-------- Dati forniti

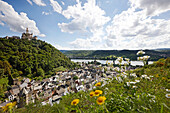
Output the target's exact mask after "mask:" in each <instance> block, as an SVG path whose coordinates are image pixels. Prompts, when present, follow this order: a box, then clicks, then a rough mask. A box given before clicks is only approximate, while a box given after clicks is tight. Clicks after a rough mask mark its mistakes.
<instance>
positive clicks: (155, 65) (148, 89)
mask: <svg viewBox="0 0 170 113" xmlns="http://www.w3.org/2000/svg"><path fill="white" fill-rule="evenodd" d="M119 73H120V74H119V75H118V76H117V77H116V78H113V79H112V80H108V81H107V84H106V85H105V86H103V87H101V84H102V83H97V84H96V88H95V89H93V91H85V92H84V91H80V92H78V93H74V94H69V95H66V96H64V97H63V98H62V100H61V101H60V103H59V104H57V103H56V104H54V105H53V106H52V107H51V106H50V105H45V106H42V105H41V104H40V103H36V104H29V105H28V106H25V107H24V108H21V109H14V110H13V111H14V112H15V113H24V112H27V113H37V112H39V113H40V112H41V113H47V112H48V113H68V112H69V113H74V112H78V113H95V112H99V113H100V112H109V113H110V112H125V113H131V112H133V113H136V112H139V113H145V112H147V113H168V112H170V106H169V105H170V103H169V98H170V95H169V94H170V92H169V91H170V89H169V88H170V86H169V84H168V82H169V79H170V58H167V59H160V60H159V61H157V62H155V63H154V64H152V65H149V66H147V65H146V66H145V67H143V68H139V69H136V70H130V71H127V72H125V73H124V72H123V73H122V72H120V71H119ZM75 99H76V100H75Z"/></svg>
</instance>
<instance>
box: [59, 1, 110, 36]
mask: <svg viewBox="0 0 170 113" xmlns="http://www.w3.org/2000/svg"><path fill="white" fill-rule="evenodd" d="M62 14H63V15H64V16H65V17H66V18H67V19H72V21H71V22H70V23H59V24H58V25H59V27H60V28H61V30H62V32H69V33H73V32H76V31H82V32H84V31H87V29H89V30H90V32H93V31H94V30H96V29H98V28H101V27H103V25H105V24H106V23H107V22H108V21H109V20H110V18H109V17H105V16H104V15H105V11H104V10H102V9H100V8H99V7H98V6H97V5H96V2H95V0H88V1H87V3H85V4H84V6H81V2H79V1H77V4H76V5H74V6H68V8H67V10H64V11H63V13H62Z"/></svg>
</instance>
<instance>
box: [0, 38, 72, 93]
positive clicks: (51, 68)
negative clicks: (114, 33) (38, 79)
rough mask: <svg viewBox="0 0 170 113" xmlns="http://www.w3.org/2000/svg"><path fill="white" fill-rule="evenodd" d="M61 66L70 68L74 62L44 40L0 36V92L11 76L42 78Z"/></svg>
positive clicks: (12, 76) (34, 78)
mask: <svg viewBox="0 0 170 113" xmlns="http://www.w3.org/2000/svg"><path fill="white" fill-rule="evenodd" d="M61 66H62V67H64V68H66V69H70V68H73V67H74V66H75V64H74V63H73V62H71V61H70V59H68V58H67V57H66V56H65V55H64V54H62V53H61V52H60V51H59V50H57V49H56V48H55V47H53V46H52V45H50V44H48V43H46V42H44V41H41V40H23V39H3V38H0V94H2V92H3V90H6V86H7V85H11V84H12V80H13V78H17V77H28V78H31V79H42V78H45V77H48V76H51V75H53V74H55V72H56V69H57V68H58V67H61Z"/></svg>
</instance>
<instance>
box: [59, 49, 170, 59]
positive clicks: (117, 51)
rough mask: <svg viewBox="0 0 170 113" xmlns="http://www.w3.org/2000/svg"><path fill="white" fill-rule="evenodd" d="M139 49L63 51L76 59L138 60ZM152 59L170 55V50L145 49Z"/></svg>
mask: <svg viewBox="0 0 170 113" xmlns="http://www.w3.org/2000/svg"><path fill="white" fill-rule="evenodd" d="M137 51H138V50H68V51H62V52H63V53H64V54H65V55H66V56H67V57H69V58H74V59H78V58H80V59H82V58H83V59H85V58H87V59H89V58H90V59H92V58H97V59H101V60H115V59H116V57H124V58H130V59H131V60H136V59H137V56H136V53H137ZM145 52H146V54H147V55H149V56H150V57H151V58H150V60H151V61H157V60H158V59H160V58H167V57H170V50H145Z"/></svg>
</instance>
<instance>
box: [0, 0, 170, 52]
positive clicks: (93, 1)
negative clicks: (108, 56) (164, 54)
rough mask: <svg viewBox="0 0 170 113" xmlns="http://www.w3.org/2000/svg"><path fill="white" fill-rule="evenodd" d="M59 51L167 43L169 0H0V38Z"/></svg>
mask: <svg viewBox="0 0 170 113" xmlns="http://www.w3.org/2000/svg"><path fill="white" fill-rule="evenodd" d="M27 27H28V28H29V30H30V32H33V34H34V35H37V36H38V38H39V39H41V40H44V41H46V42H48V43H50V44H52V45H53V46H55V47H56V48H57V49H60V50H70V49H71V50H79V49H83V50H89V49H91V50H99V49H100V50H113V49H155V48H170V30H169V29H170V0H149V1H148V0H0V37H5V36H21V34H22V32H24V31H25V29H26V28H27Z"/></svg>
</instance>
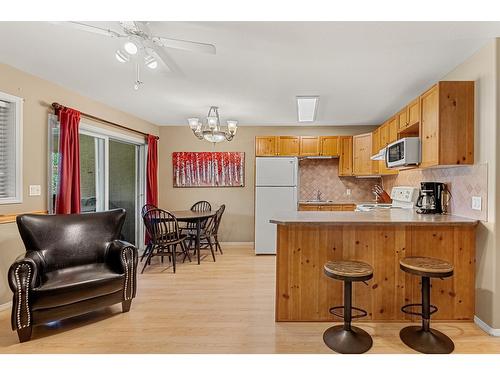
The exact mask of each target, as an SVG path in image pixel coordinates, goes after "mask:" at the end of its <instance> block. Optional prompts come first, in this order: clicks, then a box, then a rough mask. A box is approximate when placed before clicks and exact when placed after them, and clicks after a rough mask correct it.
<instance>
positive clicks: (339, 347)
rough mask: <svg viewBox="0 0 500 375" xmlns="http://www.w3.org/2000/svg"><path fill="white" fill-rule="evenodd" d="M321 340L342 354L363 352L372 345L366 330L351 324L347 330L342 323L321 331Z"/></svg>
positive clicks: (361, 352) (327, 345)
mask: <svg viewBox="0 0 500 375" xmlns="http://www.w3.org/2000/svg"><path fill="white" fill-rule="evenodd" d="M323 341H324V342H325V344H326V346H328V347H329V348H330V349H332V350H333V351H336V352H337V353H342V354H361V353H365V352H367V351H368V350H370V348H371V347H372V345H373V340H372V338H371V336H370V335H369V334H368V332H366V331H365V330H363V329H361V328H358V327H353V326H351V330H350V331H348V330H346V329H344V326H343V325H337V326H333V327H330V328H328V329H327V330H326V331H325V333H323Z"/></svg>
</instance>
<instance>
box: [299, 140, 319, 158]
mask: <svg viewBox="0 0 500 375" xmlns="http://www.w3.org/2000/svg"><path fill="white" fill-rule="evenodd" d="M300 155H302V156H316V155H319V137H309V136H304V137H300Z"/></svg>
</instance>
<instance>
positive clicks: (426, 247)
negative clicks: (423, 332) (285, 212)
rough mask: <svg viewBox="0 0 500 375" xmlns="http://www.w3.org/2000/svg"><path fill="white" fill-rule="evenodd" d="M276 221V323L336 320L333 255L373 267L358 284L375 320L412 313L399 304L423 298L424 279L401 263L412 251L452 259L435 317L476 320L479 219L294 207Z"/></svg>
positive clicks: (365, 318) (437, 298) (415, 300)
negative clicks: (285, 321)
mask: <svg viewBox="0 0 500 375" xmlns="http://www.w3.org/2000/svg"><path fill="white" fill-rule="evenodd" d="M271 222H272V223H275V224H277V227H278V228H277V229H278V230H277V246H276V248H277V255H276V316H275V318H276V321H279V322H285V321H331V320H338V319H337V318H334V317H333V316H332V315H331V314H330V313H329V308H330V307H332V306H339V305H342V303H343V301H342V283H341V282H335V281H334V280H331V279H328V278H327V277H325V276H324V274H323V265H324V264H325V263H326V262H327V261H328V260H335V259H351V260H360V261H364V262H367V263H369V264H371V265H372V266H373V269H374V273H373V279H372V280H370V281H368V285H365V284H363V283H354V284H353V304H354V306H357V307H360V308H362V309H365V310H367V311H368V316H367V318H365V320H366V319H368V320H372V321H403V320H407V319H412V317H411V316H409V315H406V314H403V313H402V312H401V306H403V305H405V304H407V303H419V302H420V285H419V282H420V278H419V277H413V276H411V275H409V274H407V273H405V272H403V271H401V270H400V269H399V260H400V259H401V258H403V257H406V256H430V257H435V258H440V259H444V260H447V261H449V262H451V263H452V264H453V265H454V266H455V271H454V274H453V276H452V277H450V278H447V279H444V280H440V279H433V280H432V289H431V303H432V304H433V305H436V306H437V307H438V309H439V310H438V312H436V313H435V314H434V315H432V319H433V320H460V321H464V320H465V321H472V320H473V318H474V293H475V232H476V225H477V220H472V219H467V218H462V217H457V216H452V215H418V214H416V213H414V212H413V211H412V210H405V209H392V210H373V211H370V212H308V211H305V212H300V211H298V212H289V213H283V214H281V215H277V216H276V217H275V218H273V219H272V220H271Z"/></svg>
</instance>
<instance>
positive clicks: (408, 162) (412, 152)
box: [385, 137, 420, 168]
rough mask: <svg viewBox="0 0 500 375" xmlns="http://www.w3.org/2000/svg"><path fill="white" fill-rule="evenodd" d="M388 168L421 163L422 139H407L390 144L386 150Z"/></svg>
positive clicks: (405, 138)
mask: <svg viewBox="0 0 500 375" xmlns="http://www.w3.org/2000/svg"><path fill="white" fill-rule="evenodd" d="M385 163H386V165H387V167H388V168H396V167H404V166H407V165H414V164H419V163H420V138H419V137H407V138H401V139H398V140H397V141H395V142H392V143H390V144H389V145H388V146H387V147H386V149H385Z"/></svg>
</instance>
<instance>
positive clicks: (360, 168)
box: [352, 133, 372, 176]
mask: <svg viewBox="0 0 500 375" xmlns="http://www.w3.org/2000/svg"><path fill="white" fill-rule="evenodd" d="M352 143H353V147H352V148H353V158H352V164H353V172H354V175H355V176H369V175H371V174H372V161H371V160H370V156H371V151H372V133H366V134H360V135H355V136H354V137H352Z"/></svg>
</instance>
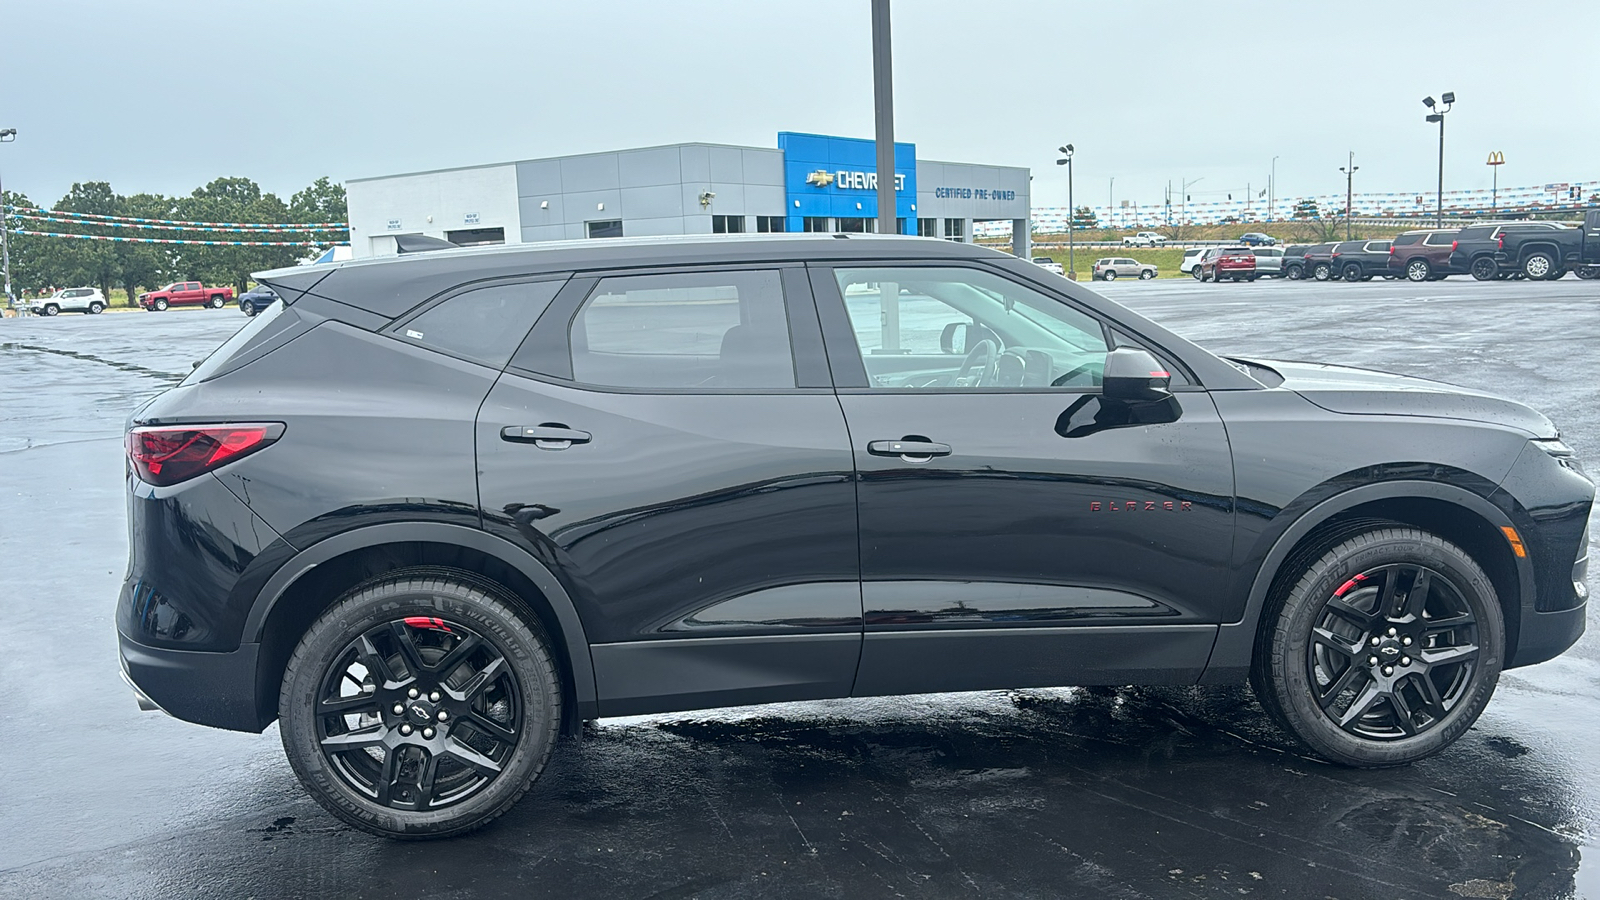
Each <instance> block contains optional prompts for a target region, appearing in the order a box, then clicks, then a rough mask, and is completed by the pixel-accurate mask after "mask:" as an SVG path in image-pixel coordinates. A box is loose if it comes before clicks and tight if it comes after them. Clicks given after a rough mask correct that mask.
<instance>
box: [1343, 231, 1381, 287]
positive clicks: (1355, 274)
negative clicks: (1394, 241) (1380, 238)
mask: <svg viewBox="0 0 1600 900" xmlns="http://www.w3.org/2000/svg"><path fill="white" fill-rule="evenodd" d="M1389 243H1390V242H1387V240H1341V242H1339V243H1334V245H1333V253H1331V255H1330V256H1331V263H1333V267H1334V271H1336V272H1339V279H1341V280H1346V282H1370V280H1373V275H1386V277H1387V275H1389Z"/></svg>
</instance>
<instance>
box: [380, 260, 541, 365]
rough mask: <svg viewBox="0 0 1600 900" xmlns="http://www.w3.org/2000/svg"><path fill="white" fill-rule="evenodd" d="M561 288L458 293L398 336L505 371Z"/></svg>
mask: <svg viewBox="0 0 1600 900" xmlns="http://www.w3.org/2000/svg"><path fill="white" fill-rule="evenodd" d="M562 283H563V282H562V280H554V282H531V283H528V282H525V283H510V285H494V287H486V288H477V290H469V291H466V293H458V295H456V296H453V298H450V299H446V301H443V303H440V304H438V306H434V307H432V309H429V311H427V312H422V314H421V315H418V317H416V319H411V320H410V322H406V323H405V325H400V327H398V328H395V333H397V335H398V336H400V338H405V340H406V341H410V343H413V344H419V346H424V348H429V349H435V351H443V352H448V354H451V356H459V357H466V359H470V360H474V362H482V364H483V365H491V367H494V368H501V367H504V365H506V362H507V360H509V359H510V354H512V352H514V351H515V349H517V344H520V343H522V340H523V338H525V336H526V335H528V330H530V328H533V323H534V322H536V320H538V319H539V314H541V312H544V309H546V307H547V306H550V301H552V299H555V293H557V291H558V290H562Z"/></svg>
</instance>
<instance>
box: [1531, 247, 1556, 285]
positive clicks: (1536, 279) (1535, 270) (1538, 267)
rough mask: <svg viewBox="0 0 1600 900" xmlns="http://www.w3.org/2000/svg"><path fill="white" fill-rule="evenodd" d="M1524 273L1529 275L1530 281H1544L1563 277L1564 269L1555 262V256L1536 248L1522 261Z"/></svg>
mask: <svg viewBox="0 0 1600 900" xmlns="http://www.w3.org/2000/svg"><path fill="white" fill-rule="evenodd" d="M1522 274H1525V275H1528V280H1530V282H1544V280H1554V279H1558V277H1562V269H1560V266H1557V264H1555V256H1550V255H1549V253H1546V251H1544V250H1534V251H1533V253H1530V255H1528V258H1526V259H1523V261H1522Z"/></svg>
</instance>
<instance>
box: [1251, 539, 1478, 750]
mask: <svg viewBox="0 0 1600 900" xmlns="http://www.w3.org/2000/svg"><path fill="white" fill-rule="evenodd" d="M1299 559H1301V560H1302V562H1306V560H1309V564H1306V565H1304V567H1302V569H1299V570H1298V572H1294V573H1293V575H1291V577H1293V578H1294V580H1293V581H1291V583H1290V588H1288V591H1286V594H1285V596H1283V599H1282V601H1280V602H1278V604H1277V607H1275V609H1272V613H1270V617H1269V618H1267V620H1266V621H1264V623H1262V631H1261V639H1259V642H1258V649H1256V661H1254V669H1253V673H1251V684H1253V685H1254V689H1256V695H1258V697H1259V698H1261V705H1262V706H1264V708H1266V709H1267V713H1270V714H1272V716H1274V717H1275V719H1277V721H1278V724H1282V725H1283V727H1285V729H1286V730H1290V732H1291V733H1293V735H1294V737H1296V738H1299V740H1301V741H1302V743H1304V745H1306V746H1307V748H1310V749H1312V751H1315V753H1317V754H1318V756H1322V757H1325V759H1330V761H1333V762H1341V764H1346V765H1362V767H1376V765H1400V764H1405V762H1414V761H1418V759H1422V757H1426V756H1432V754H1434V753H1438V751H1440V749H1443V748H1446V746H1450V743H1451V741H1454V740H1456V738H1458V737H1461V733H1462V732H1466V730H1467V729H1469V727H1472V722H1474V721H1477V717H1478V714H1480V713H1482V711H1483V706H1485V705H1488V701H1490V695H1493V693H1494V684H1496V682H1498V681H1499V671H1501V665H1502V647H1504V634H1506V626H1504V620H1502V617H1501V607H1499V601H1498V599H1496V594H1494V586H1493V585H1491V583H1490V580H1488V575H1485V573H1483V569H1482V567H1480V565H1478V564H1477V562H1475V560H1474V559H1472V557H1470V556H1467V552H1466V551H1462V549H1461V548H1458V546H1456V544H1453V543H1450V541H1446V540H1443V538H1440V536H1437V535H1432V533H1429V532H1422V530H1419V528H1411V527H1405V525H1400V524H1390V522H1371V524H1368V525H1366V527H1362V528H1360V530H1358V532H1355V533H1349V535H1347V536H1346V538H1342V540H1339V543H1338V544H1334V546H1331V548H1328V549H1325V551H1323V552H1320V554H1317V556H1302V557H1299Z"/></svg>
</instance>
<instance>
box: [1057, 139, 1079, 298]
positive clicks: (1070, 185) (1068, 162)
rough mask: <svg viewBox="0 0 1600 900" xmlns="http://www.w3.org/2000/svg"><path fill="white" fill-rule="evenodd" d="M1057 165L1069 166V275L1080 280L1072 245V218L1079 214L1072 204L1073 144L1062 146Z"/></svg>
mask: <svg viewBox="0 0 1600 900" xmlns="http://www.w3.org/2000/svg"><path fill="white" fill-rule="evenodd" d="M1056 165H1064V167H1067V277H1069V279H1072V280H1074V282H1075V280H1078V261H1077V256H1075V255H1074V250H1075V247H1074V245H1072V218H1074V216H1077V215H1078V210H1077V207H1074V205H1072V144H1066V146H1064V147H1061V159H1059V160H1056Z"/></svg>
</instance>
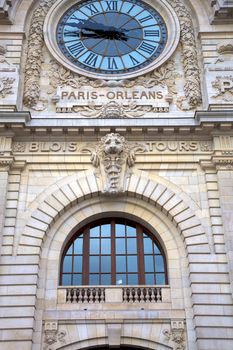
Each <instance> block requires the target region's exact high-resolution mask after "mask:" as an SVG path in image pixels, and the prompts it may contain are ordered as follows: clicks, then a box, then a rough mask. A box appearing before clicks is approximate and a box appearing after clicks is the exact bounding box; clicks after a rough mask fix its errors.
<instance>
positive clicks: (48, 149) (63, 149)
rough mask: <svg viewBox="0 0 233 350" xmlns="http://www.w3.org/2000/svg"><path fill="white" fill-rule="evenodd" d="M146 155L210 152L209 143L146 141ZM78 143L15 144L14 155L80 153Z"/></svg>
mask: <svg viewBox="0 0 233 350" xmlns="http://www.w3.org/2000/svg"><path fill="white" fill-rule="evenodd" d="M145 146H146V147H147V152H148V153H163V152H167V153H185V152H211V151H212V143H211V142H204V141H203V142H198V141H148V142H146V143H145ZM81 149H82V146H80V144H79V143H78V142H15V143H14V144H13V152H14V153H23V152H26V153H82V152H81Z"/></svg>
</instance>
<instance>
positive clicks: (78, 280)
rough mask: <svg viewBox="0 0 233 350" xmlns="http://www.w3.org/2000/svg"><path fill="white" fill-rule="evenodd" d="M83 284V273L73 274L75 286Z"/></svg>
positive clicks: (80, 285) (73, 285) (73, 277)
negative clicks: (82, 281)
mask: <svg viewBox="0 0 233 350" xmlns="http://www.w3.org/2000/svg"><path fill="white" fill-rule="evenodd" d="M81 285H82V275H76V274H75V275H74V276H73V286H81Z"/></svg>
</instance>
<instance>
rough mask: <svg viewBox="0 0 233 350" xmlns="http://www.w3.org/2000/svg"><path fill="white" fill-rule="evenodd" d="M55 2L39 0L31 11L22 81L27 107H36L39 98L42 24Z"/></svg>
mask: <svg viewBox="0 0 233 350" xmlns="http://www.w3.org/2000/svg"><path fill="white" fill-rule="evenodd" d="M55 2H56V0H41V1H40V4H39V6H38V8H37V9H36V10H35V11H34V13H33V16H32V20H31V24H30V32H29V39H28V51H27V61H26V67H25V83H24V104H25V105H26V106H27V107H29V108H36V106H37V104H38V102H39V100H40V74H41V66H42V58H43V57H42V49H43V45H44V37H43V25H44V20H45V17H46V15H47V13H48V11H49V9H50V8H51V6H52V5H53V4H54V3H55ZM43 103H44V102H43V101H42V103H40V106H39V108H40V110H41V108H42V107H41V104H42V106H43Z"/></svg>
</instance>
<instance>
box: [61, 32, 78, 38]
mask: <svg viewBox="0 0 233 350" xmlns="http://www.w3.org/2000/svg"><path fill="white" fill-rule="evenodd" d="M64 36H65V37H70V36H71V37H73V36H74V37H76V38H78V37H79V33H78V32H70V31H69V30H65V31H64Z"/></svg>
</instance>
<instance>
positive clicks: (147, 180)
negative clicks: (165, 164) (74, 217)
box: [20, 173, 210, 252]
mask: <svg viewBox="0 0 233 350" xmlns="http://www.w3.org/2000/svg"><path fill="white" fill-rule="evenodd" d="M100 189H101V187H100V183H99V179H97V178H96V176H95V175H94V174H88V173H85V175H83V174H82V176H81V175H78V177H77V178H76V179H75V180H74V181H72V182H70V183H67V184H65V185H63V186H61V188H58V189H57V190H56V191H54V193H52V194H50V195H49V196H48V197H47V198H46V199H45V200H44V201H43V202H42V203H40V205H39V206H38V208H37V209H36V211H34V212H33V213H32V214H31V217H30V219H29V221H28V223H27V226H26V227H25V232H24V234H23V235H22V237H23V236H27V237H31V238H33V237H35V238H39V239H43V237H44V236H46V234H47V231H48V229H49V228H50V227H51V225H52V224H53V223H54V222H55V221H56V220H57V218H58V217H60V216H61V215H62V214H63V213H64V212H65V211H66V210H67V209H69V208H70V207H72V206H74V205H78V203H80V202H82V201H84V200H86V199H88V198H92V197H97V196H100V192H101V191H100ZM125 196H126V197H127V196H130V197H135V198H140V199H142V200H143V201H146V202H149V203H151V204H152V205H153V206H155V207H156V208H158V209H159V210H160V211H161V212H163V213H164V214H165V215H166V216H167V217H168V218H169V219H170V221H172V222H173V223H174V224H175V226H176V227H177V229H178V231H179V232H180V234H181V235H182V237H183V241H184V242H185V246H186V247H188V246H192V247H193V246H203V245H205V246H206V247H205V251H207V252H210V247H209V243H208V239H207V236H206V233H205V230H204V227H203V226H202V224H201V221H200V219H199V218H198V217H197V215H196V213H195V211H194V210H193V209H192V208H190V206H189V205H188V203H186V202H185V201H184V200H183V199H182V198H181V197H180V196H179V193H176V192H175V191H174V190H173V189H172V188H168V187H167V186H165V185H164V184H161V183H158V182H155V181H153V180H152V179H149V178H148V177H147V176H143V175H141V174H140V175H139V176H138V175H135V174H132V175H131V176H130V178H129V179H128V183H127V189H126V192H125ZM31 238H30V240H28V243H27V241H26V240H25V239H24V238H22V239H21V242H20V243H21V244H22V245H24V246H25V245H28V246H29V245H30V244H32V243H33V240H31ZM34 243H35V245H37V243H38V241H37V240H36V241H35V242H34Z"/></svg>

----------------

== Dettagli del problema ==
Riporta, senza modifiche, tutte le righe delle voci qui sopra in cui compare la parola "negative".

== Risposta ==
negative clicks: (114, 33) (38, 79)
negative clicks: (108, 56) (164, 54)
negative clicks: (423, 332) (285, 212)
negative clicks: (285, 321)
negative clicks: (1394, 241) (1380, 238)
negative clicks: (82, 281)
negative clicks: (165, 164) (74, 217)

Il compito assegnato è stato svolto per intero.